═════ TASK MATERIAL
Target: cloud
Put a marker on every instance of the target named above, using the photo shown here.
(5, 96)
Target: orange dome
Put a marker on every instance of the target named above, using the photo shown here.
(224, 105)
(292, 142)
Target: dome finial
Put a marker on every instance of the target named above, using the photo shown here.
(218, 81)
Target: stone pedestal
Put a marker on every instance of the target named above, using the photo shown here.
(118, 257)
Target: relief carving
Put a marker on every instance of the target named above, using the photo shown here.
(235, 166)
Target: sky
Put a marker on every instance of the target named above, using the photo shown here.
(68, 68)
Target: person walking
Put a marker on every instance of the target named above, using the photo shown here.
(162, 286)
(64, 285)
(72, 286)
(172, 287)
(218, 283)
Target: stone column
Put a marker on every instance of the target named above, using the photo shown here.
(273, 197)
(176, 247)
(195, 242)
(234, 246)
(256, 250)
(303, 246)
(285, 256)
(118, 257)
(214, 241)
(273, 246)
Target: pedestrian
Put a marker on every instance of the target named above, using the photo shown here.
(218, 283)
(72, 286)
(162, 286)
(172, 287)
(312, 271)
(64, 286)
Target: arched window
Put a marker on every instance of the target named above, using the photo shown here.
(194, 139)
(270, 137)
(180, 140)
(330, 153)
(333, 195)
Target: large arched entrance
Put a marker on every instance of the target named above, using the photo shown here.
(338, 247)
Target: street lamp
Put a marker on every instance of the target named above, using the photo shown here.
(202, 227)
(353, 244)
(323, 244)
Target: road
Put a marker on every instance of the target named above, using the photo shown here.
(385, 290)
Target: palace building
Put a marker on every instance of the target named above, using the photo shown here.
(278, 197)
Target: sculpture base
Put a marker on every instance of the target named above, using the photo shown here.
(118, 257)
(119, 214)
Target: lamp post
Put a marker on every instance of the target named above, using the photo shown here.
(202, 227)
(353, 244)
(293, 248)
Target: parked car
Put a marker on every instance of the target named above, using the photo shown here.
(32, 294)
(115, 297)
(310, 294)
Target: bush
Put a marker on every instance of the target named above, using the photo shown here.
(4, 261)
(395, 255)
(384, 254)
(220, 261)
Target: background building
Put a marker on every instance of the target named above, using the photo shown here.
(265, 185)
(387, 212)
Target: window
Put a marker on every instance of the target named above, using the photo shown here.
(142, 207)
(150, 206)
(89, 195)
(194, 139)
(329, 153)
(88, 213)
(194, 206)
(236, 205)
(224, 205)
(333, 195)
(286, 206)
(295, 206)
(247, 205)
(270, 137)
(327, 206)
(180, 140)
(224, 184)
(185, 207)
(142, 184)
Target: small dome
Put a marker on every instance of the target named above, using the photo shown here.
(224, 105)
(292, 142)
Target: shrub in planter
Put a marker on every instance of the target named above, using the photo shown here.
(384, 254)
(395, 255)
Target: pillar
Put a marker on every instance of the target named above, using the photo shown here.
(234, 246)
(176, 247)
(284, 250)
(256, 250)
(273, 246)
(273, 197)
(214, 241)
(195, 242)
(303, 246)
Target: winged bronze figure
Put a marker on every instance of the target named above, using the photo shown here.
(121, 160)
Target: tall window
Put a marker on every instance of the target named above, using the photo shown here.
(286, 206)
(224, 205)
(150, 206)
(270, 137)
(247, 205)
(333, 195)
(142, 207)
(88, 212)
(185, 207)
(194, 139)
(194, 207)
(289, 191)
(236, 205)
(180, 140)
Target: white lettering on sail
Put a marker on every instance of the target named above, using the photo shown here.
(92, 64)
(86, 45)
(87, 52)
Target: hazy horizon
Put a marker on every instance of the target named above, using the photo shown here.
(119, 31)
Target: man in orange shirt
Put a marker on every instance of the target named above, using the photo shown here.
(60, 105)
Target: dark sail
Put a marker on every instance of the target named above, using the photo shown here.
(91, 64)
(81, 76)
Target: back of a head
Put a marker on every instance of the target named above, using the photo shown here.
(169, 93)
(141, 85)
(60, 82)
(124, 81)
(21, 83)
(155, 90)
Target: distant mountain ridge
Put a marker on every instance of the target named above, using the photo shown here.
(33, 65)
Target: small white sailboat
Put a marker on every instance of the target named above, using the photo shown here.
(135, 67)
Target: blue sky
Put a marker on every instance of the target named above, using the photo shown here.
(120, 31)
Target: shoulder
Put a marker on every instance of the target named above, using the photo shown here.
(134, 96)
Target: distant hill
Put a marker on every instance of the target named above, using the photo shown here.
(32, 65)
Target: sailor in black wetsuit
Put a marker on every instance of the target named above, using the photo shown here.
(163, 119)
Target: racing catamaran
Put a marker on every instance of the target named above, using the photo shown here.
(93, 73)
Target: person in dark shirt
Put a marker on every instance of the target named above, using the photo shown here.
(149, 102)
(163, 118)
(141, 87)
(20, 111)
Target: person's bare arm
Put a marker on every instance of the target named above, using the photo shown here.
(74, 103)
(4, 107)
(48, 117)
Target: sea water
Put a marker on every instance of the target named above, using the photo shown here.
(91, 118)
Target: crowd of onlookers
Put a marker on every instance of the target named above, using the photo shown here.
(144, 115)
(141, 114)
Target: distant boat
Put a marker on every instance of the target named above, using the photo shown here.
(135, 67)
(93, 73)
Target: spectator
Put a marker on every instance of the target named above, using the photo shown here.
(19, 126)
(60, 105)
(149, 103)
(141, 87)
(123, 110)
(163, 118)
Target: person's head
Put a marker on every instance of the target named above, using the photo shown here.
══════════
▶ **WHAT IS EXPECTED**
Above are the records. Copy the lines beginning at the one that has "Target: shrub in planter" and ending with the one that has "Target: white lettering on sail", unchanged.

▶ **WRITTEN ANSWER**
Target: shrub in planter
Put a marker on every instance of the target named above, using the photo shown here.
(384, 254)
(395, 255)
Target: pillar
Put a marker on every instance of the target named above, using the photo shown here.
(234, 246)
(176, 247)
(284, 250)
(256, 250)
(273, 246)
(273, 197)
(214, 241)
(195, 242)
(303, 246)
Target: winged bronze figure
Put a marker on every instance of the target named above, using the photo shown here.
(121, 160)
Target: tall window
Put a marker on every instance of the target named above, using the photo shown here.
(286, 206)
(224, 205)
(150, 206)
(270, 137)
(247, 205)
(333, 195)
(142, 207)
(88, 212)
(185, 207)
(194, 139)
(194, 207)
(289, 191)
(236, 205)
(180, 140)
Target: white lettering on sail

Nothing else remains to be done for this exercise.